* _WORK TO BE COMPLETED_: Set down each entry exactly as given; pictures should not appear in the copy.

* _ENTRIES SUPPLIED_:
________________________________________

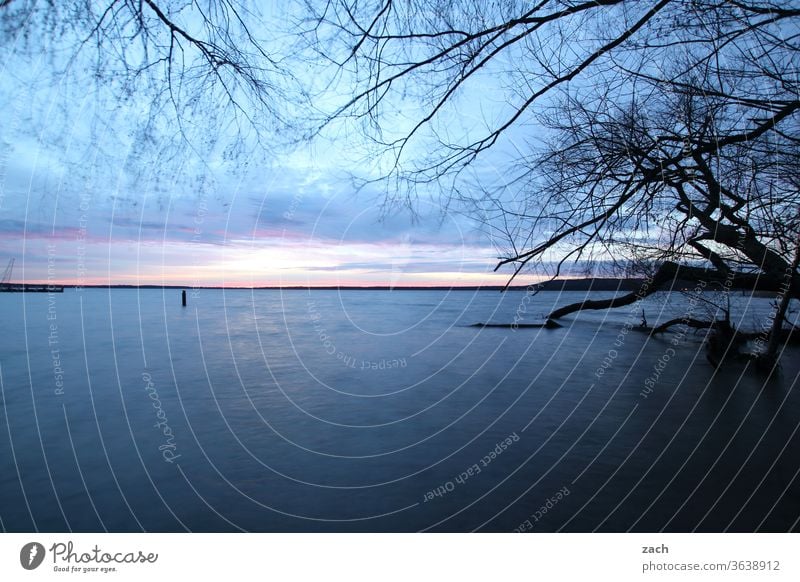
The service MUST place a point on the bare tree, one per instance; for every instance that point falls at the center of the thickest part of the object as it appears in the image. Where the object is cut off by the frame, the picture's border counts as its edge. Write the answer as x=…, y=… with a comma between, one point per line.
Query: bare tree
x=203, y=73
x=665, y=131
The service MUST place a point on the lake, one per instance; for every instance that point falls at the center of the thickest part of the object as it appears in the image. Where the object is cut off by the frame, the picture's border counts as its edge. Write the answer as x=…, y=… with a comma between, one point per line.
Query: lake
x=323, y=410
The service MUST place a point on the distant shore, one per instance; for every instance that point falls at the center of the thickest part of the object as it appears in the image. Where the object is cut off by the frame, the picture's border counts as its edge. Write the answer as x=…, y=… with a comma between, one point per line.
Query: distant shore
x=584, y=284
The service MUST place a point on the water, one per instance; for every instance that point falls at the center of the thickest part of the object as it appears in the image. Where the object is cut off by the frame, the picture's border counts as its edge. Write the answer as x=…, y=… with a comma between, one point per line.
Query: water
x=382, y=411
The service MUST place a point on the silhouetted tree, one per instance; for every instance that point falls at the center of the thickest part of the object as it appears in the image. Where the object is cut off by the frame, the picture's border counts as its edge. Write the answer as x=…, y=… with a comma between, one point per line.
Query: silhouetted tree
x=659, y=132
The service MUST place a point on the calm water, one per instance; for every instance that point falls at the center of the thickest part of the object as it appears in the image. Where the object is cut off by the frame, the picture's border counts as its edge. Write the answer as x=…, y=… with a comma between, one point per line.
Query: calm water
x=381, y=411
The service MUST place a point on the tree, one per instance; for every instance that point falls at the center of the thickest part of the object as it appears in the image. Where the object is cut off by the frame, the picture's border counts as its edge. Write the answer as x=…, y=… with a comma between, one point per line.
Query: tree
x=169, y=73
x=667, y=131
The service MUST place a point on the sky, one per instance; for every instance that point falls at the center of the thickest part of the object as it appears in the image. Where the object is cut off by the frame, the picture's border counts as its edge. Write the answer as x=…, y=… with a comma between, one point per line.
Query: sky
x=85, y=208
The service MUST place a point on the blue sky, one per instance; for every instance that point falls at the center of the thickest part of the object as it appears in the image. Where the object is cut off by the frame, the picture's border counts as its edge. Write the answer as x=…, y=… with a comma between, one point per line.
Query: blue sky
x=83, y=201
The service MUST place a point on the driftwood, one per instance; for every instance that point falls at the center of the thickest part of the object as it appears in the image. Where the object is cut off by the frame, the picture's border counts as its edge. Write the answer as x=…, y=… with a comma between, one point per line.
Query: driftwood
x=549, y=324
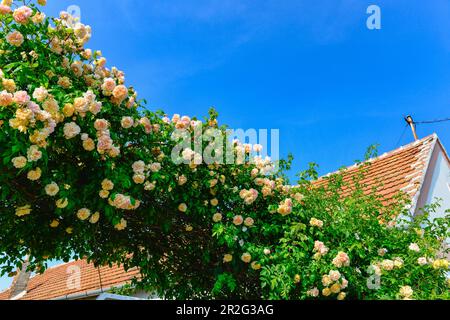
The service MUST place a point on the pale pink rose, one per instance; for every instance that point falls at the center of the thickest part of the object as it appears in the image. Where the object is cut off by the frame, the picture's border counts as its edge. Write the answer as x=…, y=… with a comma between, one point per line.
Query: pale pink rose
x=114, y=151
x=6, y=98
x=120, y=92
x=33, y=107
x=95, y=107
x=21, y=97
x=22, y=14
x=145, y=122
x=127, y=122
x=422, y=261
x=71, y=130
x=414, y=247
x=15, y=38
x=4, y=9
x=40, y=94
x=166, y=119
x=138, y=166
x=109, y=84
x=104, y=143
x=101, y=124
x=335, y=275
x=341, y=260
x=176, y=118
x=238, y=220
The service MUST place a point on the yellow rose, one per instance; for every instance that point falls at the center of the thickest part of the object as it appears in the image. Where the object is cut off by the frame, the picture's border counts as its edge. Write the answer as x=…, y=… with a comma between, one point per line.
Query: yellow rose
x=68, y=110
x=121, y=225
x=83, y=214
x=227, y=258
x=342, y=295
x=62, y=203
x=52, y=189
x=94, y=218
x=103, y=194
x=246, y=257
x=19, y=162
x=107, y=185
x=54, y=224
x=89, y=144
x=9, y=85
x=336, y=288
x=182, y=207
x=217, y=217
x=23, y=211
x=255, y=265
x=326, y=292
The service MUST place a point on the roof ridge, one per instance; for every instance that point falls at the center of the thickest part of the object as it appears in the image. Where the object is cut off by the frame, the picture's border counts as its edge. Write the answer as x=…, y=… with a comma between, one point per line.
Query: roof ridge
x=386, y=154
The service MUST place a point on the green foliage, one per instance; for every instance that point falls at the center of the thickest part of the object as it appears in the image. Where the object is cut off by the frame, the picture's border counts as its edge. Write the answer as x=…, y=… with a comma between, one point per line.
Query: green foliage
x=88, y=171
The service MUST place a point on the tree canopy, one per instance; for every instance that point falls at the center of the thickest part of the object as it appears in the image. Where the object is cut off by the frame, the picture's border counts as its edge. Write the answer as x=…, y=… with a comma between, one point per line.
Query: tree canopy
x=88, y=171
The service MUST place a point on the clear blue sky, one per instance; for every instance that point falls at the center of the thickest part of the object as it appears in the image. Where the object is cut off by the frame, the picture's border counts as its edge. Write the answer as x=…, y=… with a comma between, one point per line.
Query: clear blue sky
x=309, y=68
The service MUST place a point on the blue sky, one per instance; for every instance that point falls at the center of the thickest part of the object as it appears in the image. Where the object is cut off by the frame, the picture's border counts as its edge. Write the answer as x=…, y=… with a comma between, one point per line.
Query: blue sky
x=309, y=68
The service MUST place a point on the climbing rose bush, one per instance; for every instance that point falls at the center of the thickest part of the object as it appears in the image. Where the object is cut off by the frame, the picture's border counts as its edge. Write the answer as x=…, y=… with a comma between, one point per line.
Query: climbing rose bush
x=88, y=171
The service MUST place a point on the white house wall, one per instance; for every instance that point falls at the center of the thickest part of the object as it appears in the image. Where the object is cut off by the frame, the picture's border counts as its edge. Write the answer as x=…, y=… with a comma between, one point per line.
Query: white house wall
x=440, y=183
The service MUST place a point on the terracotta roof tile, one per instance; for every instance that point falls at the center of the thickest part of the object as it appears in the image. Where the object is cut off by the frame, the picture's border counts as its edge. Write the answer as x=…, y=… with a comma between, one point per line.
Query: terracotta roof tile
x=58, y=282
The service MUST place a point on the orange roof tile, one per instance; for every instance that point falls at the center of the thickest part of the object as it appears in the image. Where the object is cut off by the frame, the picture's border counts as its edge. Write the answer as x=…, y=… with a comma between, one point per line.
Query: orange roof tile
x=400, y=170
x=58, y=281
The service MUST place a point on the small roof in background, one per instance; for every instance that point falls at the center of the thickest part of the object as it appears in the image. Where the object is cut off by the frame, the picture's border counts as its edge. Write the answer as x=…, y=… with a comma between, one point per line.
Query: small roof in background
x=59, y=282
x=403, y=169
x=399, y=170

________________________________________

* _THE RESULT_:
The service MUST place a point on the bare tree, one per instance; for every instance that point falls at the center of the thickest part of the object as it appears in the image. Where the object is cut off by the frame, the picture's border counts as its edge. Write the answer as x=…, y=… with a comma between, one point per line.
Query: bare tree
x=203, y=73
x=665, y=131
The service MUST place a point on the lake, one per instance; for every instance that point falls at the center of the thickest part of the object as it appears in the image. Where the object is cut off by the frame, the picture's border counts as its edge. Write the answer as x=…, y=… with a comma between, one point per line.
Query: lake
x=323, y=410
The service MUST place a point on the distant shore, one per instance; for every instance that point falls at the center of the thickest part of the object as it appears in the image. Where the object is cut off by the frame, the picture's border counts as its edge. Write the answer as x=…, y=… with a comma between, one point per line.
Query: distant shore
x=584, y=284
The service MUST place a point on the water, one per instance; for every instance that point falls at the center of the thickest part of the object as it appears in the image. Where the object is cut off by the frame, the picture's border counts as its edge. Write the answer as x=…, y=… with a comma between, one point per line.
Query: water
x=382, y=411
The service MUST place a point on the silhouetted tree, one per instance; for every instance that point falls at the center of the thickest part of the object as it appears in the image. Where the object is cut off by the frame, the picture's border counts as its edge. Write the answer as x=…, y=… with a comma between, one point per line.
Query: silhouetted tree
x=659, y=132
The service MUST place a point on the calm water, one per instance; for every instance that point falls at the center of the thickest part of the object as it appears in the image. Where the object is cut off by the frame, the picture's border counts as its edge. Write the answer as x=…, y=… with a comma between, one point per line.
Query: calm water
x=381, y=411
The service MUST place a point on the tree, one per instance; for every instance that point falls at the center of the thickest part of the object as it appears in the image. Where the object is cut off by the frame, the picture's border counts as its edge. Write the answer as x=…, y=… with a comma between, one point per line.
Query: tree
x=169, y=73
x=667, y=131
The service MUST place a point on the sky, one per instance; for every instance that point falls at the center of the thickest part of the object as it appears in the image. Where the object is cut off by the frame, the picture's border counts as its edge. Write the answer as x=…, y=… with a comma between, one point per line.
Query: sky
x=85, y=208
The service MUST place a point on the blue sky, one per instance; for every instance that point falls at the center of the thickest part of the object as it appears in the image. Where the object is cut off by the frame, the picture's border counts as its edge. Write the answer as x=…, y=… with a comma between, one point per line.
Query: blue sky
x=83, y=201
The service MUST place a point on the driftwood, one per instance; for every instance that point falls at the center of the thickest part of the object as it appears in the image. Where the object is cut off by the frame, the picture's border counts as its edge. Write the answer as x=…, y=… with a comma between, one point per line.
Query: driftwood
x=549, y=324
The service MUST place a point on the pale pink rose, one per instance; for every instance that point falls at the center of the thickest part of the object as it appears in the image. Where the object is cut off by the frame, the picture's border counts as its edge. Write the answer as x=…, y=… with a comma between, one point per line.
Query: pale pink rose
x=114, y=151
x=6, y=98
x=120, y=92
x=33, y=107
x=95, y=107
x=21, y=97
x=22, y=14
x=145, y=122
x=127, y=122
x=422, y=261
x=71, y=130
x=414, y=247
x=15, y=38
x=4, y=9
x=40, y=94
x=166, y=119
x=138, y=166
x=109, y=84
x=104, y=143
x=101, y=124
x=335, y=275
x=341, y=260
x=176, y=118
x=238, y=220
The service MUST place a point on the yellow rose, one per instance; for every instance that point falls at the center of the thickest part of the object as it appears in the image. Where the object is cut off by the frame, the picture's border counts as its edge. Write the answer as x=…, y=… with a comma between, one point per line.
Query: yellow rose
x=68, y=110
x=121, y=225
x=83, y=214
x=227, y=258
x=342, y=295
x=62, y=203
x=52, y=189
x=94, y=218
x=103, y=194
x=246, y=257
x=19, y=162
x=107, y=185
x=54, y=224
x=89, y=144
x=9, y=85
x=336, y=288
x=182, y=207
x=217, y=217
x=23, y=211
x=255, y=265
x=326, y=292
The service MUST place a point on the roof ridge, one per instance; for every instance that point falls at the center of the thickest part of the object as it appears in the image. Where the object is cut off by the frame, the picture's border counts as its edge. Write the answer as x=…, y=… with a comma between, one point per line.
Query: roof ridge
x=386, y=154
The service MUST place a point on the green foliage, one per instance; for every instance that point falls at the center of the thickest part of the object as it appears in the image. Where the object is cut off by the frame, the picture's border counts as its edge. Write the answer as x=…, y=… with a comma between, one point per line.
Query: green foliage
x=88, y=171
The service MUST place a point on the tree canopy, one per instance; for every instance that point falls at the center of the thickest part of the object as it appears in the image. Where the object is cut off by the frame, the picture's border counts as its edge. Write the answer as x=…, y=… with a comma between, one point per line.
Query: tree canopy
x=88, y=171
The service MUST place a point on the clear blue sky, one per instance; for every instance that point falls at the center of the thickest part of the object as it appears in the image. Where the object is cut off by the frame, the picture's border counts as its edge. Write the answer as x=…, y=… with a comma between, one point per line.
Query: clear blue sky
x=309, y=68
The service MUST place a point on the blue sky, one per instance; for every instance that point falls at the center of the thickest part of the object as it appears in the image. Where the object is cut off by the frame, the picture's border counts as its edge. Write the answer as x=…, y=… with a comma between, one point per line.
Query: blue sky
x=309, y=68
The service MUST place a point on the climbing rose bush, one per instance; for every instance that point falls at the center of the thickest part of the object as it appears in the image. Where the object is cut off by the frame, the picture's border counts as its edge. Write the answer as x=…, y=… with a comma between, one point per line.
Query: climbing rose bush
x=88, y=171
The service MUST place a point on the white house wall, one per instance; for every instance that point falls at the center of the thickest part of the object as it appears in the image. Where the object is cut off by the frame, the picture's border counts as its edge. Write the answer as x=…, y=… with a comma between, one point per line.
Query: white house wall
x=440, y=183
The service MUST place a point on the terracotta roof tile, one per instance; for every instance that point falls at the center of the thickest part of the object as it appears in the image. Where the object is cut off by the frame, the picture's border counts as its edge. Write the answer as x=…, y=… with a comma between, one point per line.
Query: terracotta roof tile
x=58, y=282
The service MUST place a point on the orange roof tile, one per instance; for every instance that point falls at the center of the thickest part of the object as it appears in the image. Where the object is cut off by the frame, the picture's border counts as its edge. Write the answer as x=…, y=… with a comma between, one point per line.
Query: orange roof tile
x=400, y=170
x=58, y=281
The service MUST place a point on the small roof in background, one per instance; for every instance that point falls at the center of the thickest part of the object as it appears in the image. Where the object is cut off by the frame, the picture's border counts as its edge. Write the answer as x=…, y=… with a comma between, one point per line.
Query: small roof in background
x=59, y=282
x=403, y=169
x=399, y=170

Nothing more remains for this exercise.